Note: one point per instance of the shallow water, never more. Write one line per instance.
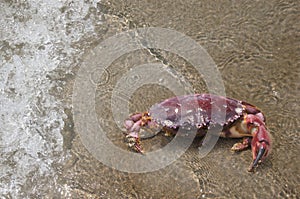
(255, 45)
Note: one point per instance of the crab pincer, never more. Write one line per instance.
(242, 120)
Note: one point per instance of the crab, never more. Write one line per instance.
(194, 111)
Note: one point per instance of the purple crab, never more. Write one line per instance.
(242, 120)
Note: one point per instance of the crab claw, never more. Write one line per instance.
(261, 141)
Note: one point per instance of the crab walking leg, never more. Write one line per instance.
(261, 141)
(242, 120)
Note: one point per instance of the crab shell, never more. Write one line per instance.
(195, 111)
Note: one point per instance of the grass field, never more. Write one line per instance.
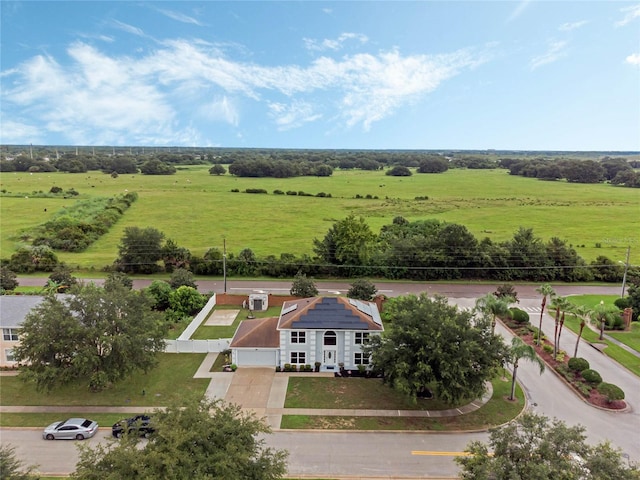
(198, 210)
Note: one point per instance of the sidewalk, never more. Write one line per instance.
(263, 392)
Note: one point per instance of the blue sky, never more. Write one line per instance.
(529, 75)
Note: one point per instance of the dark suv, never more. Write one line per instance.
(139, 423)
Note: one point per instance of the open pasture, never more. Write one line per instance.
(198, 210)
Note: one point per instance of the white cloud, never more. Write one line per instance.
(334, 44)
(292, 115)
(221, 109)
(125, 27)
(12, 131)
(180, 17)
(555, 52)
(99, 98)
(631, 13)
(633, 59)
(518, 10)
(567, 27)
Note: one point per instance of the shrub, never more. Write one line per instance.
(591, 376)
(563, 370)
(578, 364)
(584, 389)
(622, 303)
(536, 332)
(611, 391)
(519, 316)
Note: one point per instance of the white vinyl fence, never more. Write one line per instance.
(197, 346)
(184, 344)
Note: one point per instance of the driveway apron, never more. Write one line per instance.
(250, 388)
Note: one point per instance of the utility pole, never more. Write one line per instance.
(626, 269)
(224, 262)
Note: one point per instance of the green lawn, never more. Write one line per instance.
(495, 412)
(214, 332)
(619, 354)
(631, 338)
(489, 202)
(172, 379)
(323, 392)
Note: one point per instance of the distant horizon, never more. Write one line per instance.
(522, 75)
(183, 147)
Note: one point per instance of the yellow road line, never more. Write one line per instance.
(440, 454)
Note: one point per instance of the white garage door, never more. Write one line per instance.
(254, 358)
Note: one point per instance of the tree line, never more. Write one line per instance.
(616, 170)
(419, 250)
(293, 163)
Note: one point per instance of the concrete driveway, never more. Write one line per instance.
(250, 388)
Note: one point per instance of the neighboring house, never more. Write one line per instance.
(13, 310)
(329, 330)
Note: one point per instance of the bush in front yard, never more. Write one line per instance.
(611, 391)
(591, 376)
(518, 315)
(578, 364)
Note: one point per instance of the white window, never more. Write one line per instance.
(360, 359)
(361, 337)
(10, 334)
(298, 357)
(298, 337)
(330, 338)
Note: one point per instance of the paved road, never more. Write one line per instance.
(390, 289)
(383, 455)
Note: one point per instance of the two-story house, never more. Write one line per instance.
(328, 330)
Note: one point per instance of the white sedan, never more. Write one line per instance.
(73, 428)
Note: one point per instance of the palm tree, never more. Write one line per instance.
(494, 306)
(520, 350)
(603, 314)
(562, 305)
(582, 312)
(545, 290)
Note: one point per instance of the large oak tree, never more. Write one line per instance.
(534, 448)
(95, 336)
(193, 440)
(429, 341)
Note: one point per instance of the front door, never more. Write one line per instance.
(329, 352)
(329, 359)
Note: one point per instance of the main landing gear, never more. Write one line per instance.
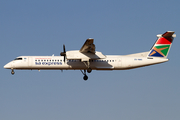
(84, 73)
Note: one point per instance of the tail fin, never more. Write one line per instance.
(162, 45)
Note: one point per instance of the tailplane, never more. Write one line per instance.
(162, 45)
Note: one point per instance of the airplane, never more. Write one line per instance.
(87, 59)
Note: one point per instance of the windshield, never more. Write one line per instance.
(18, 59)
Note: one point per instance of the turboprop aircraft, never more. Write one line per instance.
(87, 59)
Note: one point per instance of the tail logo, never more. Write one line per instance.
(159, 51)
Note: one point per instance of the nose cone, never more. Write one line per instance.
(7, 66)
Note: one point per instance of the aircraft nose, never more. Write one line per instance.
(7, 66)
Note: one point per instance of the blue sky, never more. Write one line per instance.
(118, 27)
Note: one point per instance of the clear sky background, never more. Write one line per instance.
(41, 27)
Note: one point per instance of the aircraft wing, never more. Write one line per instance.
(88, 46)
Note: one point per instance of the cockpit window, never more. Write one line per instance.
(18, 59)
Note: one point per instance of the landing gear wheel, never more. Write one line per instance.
(85, 77)
(89, 70)
(12, 72)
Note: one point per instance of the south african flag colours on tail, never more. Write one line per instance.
(162, 45)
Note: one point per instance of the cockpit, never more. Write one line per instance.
(18, 59)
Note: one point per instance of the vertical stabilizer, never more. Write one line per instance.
(162, 45)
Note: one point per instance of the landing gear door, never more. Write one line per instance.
(119, 62)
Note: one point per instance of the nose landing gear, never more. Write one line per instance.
(84, 73)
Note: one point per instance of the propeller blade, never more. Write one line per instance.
(64, 49)
(63, 53)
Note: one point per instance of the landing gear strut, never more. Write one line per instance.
(85, 76)
(12, 72)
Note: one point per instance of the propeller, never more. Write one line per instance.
(63, 53)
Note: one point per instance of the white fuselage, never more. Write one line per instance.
(111, 62)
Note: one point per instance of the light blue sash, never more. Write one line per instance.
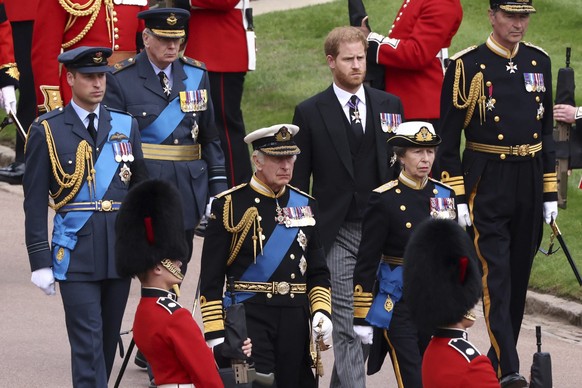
(273, 253)
(172, 115)
(68, 224)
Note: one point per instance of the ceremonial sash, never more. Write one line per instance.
(67, 225)
(172, 115)
(273, 253)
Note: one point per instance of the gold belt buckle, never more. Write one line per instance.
(106, 206)
(282, 288)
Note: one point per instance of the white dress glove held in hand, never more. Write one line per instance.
(366, 334)
(550, 211)
(464, 218)
(8, 99)
(326, 327)
(44, 279)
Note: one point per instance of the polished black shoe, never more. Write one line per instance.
(12, 173)
(513, 380)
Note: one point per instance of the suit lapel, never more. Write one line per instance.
(332, 115)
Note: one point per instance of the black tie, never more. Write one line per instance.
(355, 119)
(165, 82)
(91, 126)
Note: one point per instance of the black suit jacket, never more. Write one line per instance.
(325, 154)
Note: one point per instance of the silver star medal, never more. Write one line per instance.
(511, 67)
(125, 174)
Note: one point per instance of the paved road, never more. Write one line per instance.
(35, 352)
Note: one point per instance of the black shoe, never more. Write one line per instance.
(12, 173)
(513, 380)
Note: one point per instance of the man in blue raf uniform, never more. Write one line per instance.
(86, 157)
(170, 98)
(264, 235)
(500, 94)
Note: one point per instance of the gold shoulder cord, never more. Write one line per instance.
(240, 230)
(84, 157)
(476, 93)
(92, 8)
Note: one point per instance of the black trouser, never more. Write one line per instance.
(26, 111)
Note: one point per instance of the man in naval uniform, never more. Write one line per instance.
(86, 157)
(169, 96)
(500, 94)
(265, 236)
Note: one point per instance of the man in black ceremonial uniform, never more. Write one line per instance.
(500, 94)
(265, 235)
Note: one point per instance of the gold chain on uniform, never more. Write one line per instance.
(476, 93)
(92, 7)
(240, 230)
(83, 158)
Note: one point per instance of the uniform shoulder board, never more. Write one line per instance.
(300, 192)
(169, 304)
(528, 44)
(117, 67)
(193, 62)
(386, 186)
(463, 52)
(235, 188)
(465, 348)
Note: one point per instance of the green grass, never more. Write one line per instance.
(291, 67)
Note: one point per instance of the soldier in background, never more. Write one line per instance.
(67, 24)
(86, 157)
(265, 235)
(500, 95)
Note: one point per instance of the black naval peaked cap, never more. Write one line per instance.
(166, 22)
(515, 6)
(149, 228)
(85, 59)
(276, 140)
(441, 279)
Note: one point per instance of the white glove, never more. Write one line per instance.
(8, 99)
(213, 342)
(366, 334)
(550, 211)
(208, 207)
(44, 279)
(326, 327)
(464, 218)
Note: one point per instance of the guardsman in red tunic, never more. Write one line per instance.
(151, 244)
(442, 283)
(413, 53)
(71, 23)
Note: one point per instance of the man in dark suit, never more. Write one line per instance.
(170, 98)
(343, 148)
(86, 157)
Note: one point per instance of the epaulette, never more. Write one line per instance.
(225, 192)
(169, 304)
(193, 62)
(300, 192)
(528, 44)
(123, 65)
(463, 52)
(49, 115)
(464, 347)
(386, 186)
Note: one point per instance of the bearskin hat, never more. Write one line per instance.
(442, 280)
(149, 228)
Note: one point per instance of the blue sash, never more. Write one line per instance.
(273, 253)
(172, 115)
(68, 224)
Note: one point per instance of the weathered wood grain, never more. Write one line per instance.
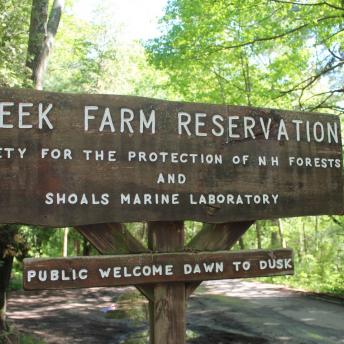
(167, 309)
(114, 238)
(157, 268)
(29, 184)
(216, 238)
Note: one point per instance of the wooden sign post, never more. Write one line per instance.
(96, 161)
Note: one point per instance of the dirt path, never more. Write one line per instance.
(220, 312)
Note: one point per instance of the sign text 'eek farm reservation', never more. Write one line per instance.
(80, 159)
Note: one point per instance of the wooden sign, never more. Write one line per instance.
(108, 271)
(85, 159)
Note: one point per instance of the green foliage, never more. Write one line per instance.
(89, 57)
(14, 25)
(261, 53)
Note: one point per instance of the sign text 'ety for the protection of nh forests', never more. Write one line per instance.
(81, 159)
(107, 271)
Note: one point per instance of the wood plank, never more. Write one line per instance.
(117, 153)
(216, 238)
(121, 270)
(168, 308)
(111, 238)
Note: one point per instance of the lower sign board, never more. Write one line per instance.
(108, 271)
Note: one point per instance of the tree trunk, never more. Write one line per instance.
(5, 273)
(38, 28)
(241, 243)
(40, 45)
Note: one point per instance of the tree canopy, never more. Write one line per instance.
(264, 53)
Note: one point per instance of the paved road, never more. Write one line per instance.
(219, 312)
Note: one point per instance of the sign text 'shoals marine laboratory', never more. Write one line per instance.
(96, 161)
(80, 159)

----------

SHORT EXERCISE
Output, unchanged, the lines from the line with "Note: one point per instance of the green foliage, never" through the final line of the material.

RESULT FOR THIS EXERCISE
Note: one point per instance of the green foliage, never more. Write one line per instance.
(89, 57)
(14, 25)
(261, 53)
Note: one point per instance of the sign text 'ety for the protection of nh forests', never more. Write one line per instance.
(81, 159)
(107, 271)
Note: one point per instance of the wood plank, never more. Write one line per instance.
(117, 153)
(216, 238)
(121, 270)
(168, 308)
(111, 238)
Note: one point per instance of the lower sign board, never more. Write one line per instance.
(108, 271)
Note: one point per instance of the tree trunk, never more. Write one line per instance.
(5, 273)
(38, 28)
(241, 243)
(40, 45)
Note: one point per instance of the tree canopy, never more. Write one line per instance.
(264, 53)
Note: one point per instance of the paved road, never more. Write one line per instance.
(219, 312)
Note: one point per instance of the sign text 'shoals marine laboratory', never more. Write one line per instance.
(96, 161)
(80, 159)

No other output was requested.